Labeled-object pointing entries:
--------------------

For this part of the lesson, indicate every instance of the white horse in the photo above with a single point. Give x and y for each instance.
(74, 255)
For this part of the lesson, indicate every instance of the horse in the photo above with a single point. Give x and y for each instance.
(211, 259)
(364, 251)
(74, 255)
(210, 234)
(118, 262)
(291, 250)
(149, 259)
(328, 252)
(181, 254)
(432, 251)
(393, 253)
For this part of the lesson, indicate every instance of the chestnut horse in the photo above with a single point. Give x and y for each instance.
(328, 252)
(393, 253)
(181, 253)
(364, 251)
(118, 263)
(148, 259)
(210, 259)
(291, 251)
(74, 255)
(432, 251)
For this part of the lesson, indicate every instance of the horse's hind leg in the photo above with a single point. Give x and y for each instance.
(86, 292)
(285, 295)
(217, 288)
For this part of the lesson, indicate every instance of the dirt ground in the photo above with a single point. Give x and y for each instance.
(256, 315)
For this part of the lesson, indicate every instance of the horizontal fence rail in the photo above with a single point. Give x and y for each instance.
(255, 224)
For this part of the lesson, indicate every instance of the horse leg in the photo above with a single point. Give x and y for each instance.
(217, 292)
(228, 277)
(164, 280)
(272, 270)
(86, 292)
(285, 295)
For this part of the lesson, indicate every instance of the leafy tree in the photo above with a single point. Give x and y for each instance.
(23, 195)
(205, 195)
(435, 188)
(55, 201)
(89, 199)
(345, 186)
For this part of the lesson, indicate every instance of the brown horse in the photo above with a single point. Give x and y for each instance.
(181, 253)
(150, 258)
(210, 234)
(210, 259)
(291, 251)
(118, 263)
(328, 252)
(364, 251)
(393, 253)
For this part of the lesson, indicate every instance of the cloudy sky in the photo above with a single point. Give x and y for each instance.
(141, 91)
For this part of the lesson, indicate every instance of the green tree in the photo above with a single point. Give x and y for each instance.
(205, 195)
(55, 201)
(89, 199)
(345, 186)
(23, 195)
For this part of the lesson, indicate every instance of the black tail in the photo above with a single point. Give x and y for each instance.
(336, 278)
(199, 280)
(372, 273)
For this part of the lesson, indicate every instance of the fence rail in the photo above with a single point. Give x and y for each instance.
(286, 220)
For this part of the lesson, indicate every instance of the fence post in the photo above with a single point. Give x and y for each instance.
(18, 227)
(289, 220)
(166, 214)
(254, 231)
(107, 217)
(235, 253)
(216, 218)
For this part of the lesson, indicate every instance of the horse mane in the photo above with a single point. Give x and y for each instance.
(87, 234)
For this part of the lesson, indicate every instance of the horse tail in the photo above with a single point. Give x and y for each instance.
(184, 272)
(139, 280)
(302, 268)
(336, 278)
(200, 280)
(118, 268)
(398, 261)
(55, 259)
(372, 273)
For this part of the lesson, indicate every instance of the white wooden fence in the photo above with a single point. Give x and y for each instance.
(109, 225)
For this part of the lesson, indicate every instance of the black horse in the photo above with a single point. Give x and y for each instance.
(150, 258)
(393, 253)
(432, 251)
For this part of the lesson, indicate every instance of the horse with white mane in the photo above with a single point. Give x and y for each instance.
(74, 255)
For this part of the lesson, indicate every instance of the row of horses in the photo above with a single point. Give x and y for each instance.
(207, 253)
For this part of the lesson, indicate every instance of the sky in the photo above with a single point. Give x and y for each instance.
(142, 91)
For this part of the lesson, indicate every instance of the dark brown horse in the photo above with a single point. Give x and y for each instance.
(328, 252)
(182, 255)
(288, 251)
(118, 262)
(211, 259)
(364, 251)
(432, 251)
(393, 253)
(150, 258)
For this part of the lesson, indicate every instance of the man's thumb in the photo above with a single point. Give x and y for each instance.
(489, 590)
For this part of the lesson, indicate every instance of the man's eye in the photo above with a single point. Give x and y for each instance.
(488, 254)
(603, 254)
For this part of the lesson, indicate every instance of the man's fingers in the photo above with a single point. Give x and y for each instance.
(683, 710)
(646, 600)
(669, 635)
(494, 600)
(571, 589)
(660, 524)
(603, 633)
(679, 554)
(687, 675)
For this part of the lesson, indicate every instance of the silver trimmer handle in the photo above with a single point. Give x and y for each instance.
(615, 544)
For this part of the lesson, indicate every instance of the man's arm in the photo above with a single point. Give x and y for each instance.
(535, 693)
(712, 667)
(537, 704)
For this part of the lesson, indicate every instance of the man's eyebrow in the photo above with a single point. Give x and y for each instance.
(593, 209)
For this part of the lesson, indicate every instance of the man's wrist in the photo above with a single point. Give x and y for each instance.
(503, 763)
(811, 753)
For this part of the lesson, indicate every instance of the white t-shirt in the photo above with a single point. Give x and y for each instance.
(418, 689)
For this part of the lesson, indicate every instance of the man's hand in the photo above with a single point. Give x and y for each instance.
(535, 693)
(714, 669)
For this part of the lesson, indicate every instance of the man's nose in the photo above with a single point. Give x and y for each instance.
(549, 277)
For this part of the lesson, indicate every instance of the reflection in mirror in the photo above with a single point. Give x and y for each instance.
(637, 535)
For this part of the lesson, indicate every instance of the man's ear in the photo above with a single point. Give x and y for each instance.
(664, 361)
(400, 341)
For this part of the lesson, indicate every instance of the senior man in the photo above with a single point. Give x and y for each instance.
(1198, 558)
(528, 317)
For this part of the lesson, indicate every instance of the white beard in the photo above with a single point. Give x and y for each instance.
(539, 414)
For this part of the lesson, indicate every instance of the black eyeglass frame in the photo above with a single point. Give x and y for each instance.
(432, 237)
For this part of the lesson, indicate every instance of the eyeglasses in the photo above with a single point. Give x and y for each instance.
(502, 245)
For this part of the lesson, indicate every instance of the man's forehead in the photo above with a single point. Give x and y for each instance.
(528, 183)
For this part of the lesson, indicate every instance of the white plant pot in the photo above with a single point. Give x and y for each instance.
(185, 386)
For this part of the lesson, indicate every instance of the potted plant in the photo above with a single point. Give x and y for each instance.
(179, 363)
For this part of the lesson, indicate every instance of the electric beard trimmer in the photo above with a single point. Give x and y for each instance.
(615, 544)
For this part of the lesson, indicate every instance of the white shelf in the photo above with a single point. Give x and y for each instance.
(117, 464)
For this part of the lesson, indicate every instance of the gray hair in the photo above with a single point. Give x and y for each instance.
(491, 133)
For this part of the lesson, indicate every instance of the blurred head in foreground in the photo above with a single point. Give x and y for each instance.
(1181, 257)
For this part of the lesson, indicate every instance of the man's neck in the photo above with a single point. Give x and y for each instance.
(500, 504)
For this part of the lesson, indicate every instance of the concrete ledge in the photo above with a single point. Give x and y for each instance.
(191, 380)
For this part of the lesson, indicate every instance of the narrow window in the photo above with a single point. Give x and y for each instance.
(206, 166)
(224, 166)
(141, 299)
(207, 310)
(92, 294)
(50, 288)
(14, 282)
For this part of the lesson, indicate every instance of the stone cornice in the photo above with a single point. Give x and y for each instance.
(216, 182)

--------------------

Task description:
Repeat every record exactly as written, please.

The solution:
For this part of the lesson, indicate every instance of the white horse in the photo above with a single point. Give x and y for each instance.
(74, 255)
For this part of the lesson, indicate every instance of the horse in the photo above with a single point. Give x and y for each instance.
(211, 259)
(364, 251)
(74, 255)
(210, 234)
(118, 262)
(291, 250)
(149, 259)
(328, 252)
(181, 254)
(432, 251)
(393, 253)
For this part of the lesson, indicate every instance of the chestnut horse in the photo above with a single point. Give x and y for each instance.
(328, 252)
(393, 253)
(181, 253)
(364, 251)
(118, 263)
(148, 259)
(210, 259)
(291, 251)
(74, 255)
(432, 251)
For this part of the lesson, indicate every instance of the horse's hind leg in the photo above with a single point. Give x and y for each instance.
(86, 292)
(285, 295)
(217, 288)
For this part of the lesson, indicate every instance of the dirt ground in the photo above with a single point. Give x and y for each instance.
(256, 315)
For this part of the lesson, indicate every instance of the horizontal fence rail in the photo above with a single point. Give x and y for each instance.
(255, 224)
For this part of the lesson, indicate every instance of the horse leg in the photo above with a single point. Give x and y for each instance.
(217, 292)
(228, 277)
(164, 280)
(272, 270)
(86, 292)
(285, 295)
For this part of the lesson, indicate every instance of the leafy tree in the photo above with a single point. Give x and y for each instance.
(23, 195)
(205, 195)
(435, 188)
(55, 201)
(89, 199)
(345, 186)
For this part of the lesson, indicate every instance of the brown horse in the photo above with a single point. Give x and y for each instance.
(181, 253)
(150, 258)
(210, 234)
(210, 259)
(291, 251)
(118, 263)
(328, 252)
(364, 251)
(393, 253)
For this part of the lesson, indicate every instance of the cloudy sky in the photo above with a single point. Give x and y for each instance.
(141, 91)
For this part of the lesson, indicate every instance of the green tree in the photo above with a single point. Give x and y for each instance.
(205, 195)
(55, 201)
(89, 199)
(345, 186)
(23, 195)
For this part of the lesson, indicate every instance of the black tail in the photo above with a single point. Give x and y for each instance.
(336, 278)
(199, 280)
(372, 273)
For this part of the lesson, indicate every instance of the fence rail in the photo above with a single point. Give x and y for each instance.
(286, 220)
For this part of the lesson, indicate every instance of the fence post in the photo above with a single point. Give x and y for each instance.
(18, 227)
(289, 220)
(166, 214)
(254, 231)
(107, 217)
(235, 253)
(216, 218)
For this part of the lesson, indicate every instance of the horse mane in the photo above with a single point. Give x and y for each instance.
(87, 234)
For this part of the lesson, indicate every instance of the horse tail in the photo above with a single point. Give x and y for each instance.
(184, 272)
(139, 280)
(302, 268)
(336, 278)
(200, 280)
(118, 268)
(398, 261)
(55, 259)
(372, 273)
For this part of the lesson, indicate every instance of the white wooden fence in the photo above with a single point. Give x and y for each instance.
(109, 225)
For this part of the lesson, indicate every instance of the black horse in the photo above with a single point. Give x and y for each instance.
(150, 258)
(393, 253)
(432, 251)
For this part of the lesson, indicate every instance of the horse with white mane in the photo above with a single point. Give x and y for each instance.
(74, 255)
For this part of the lesson, indicate every instance of the row of horses in the photo above with a single point. Give x and y for each instance.
(207, 253)
For this part of the lesson, indicate every instance of the sky in the photo above with a single point. Give x and y for each instance.
(142, 91)
For this part of the lesson, indicate every instance of the dark brown horse in the photo above with a single point. Give x and y for each instance.
(328, 252)
(182, 255)
(288, 251)
(118, 262)
(211, 259)
(364, 251)
(432, 251)
(393, 253)
(150, 258)
For this part of the lesson, indicate every instance of the man's thumb in the photo above with a single point. Give x and y for each instance.
(489, 590)
For this part of the lesson, indicate every instance of the man's eye in the photo above with a single point. Give x and y for each instance.
(488, 254)
(603, 254)
For this part of the lesson, indicate every instance of the man's fingers in the photo above with a single point. Give x and y for each instance.
(683, 710)
(646, 600)
(669, 635)
(494, 600)
(571, 589)
(660, 524)
(603, 633)
(679, 554)
(687, 675)
For this part of the lesson, indicate every instance of the silver trimmer handle in the photo above with a single point. Give x and y for each instance.
(615, 544)
For this part of the lesson, indicate every instance of the man's arm in the photo above with a single point. Give x and y for each instance.
(535, 693)
(712, 667)
(537, 704)
For this part of the lesson, indicate every instance of the man's eyebrow in the photo above with a single point. Give x and y for each instance.
(593, 209)
For this part of the lesson, indicate every instance of the man's wrist in the photo above with a single point. Give x and y for each instance.
(503, 763)
(811, 753)
For this part of the lesson, indicate every instance of the white t-shirt in the photo above with a single point. Give x and y for each instance.
(418, 689)
For this part of the lesson, indicate every instance of the man's hand in the photo above with a single point. Give x and y for each instance.
(535, 693)
(714, 669)
For this part of the lesson, indicate every instance of the man's nose in the photo above with a single point. Give x and y for each instance.
(549, 277)
For this part of the lesson, indicate every instance of the reflection in mirror in the photo above with a single point. Give x and y for each instance.
(637, 535)
For this part of the lesson, indicate every instance of the man's ear in the photo above with a single point. Give x and y for each instance.
(664, 361)
(400, 341)
For this part of the lesson, indicate every instance of the senior man in the photo above with a single point. Give x and y for each instance.
(1198, 558)
(528, 317)
For this part of the lesson, indicate every instance of the white beard in the photo above with a single point. Give x and y for each instance.
(539, 414)
For this part of the lesson, indicate every instance of the black eyeglass frame in the photo above with a single point. Give x and y for each instance.
(432, 237)
For this part of the lesson, indicate every instance of the eyeglasses in the photo above with a single point. Give x and y for each instance.
(502, 245)
For this part of the lesson, indicate every instance of the man's forehead in the photo above with a single point. Give x and y for each instance.
(528, 183)
For this part of the lesson, indicate every instance of the white plant pot in the photo above with a single point. Give x and y for each instance.
(185, 386)
For this part of the lesson, indicate every instance of the potted plant in the photo above with a single point. Give x and y for each instance.
(179, 363)
For this part of the lesson, indicate every instance of the electric beard trimmer in the photo above with a single point. Give x and y for each instance.
(615, 544)
For this part of the lesson, indicate every instance of the white shelf in the photo above with a single point. Give x and y for each instance.
(117, 464)
For this part of the lesson, indicate every instance of the gray hair in the photo above with a single point. Give x and y for each instance.
(491, 133)
For this part of the lesson, indicate every instance of the blurred head in foreground in the photo above with a single point. Give x and y for each instance.
(1181, 257)
For this part of the lesson, indicate every instance of the man's neck in the photo above with a single point. Give x and y for each instance.
(500, 504)
For this part of the lesson, indicate every instance of the concrete ledge in the photo above with a single point. Give x and y for each instance.
(191, 380)
For this part of the lesson, indicate every instance of the narrow window in the photo above with a single point. Give x and y for each instance.
(206, 166)
(224, 166)
(141, 299)
(207, 310)
(92, 294)
(50, 288)
(14, 282)
For this part of the lesson, indicate every instance of the stone cornice in the photo above with a single point. Give x and y for each instance.
(216, 182)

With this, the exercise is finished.